- TASK TO CARRY OUT -
Copy out every record below with complete accuracy.

- SOURCE MATERIAL -
+++++
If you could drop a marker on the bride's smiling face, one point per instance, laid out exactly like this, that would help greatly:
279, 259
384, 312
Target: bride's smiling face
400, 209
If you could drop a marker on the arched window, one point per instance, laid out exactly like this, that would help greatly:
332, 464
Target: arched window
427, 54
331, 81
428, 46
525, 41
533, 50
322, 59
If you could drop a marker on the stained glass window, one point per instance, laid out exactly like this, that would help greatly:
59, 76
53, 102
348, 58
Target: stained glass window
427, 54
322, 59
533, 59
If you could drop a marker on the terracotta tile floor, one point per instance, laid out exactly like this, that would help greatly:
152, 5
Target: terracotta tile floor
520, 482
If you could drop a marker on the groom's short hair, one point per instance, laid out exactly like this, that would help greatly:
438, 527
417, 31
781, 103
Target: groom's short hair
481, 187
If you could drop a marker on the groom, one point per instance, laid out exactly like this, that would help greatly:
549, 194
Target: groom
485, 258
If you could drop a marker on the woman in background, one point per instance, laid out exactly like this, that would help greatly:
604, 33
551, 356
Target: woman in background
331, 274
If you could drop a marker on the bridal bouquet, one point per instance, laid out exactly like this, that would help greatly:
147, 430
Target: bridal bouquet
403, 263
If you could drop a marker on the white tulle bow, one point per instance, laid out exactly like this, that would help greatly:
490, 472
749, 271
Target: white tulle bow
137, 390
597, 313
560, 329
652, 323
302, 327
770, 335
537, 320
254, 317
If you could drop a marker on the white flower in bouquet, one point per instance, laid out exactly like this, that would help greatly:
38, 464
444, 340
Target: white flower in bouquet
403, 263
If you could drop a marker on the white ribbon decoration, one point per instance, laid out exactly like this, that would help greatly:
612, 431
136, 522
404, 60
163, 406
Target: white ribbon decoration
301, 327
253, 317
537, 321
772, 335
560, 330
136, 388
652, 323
+++++
- REPLY TO THE EXERCISE -
If you could drop a marker on the bride's smiling face, one point per instance, laid out exactly like this, that would help greatly:
279, 259
384, 312
Target: bride's smiling face
400, 209
If you could drop a marker on the arched window, one point per instance, laid out exactly like this, that would help greatly:
332, 464
Target: arched window
427, 54
331, 81
428, 46
525, 41
533, 50
322, 59
If you could drop a marker on the stained glass window, one point per instance, laid out exactly like this, that would help greatly:
59, 76
53, 102
348, 58
Target: stained glass window
427, 54
322, 59
533, 59
If you could drop a marker on the terracotta tile floor, one point per instance, laid out exactly like this, that would help greatly:
152, 5
Target: terracotta tile floor
520, 482
If you could drop a marker on the groom's short hair, one point per instance, laid out exactly like this, that would help greatly:
438, 527
417, 31
781, 103
Target: groom's short hair
481, 187
If you could drop a marker on the groom, one point per instance, laid out exactly like this, that would help greatly:
549, 194
Target: groom
485, 258
If you could drop a marker on the woman in background, one point per instance, laid out exactly like this, that would help greatly:
604, 33
551, 356
Target: woman in background
331, 274
If you could drop a marker on the bridal bouquet, one point per instance, laid out exactly like this, that would help greatly:
147, 430
Target: bridal bouquet
403, 263
If you could drop a marker on the white tulle bow, one point per instance, laid out exactly like this, that would help greatly:
490, 472
749, 271
Target: white tulle bow
137, 390
597, 313
560, 329
652, 323
302, 327
770, 335
537, 320
254, 317
If you could drop a marker on the white flower in bouquet, one point per instance, laid out exactly like this, that would help greatly:
38, 464
444, 340
Target: white flower in bouquet
403, 263
If you could drop a marker on the white ribbon decoration, one point per instance, laid out exactly like this, that would help greatly:
612, 431
136, 522
404, 60
163, 406
Target: white ribbon decoration
301, 327
253, 317
537, 321
772, 335
560, 330
136, 388
652, 323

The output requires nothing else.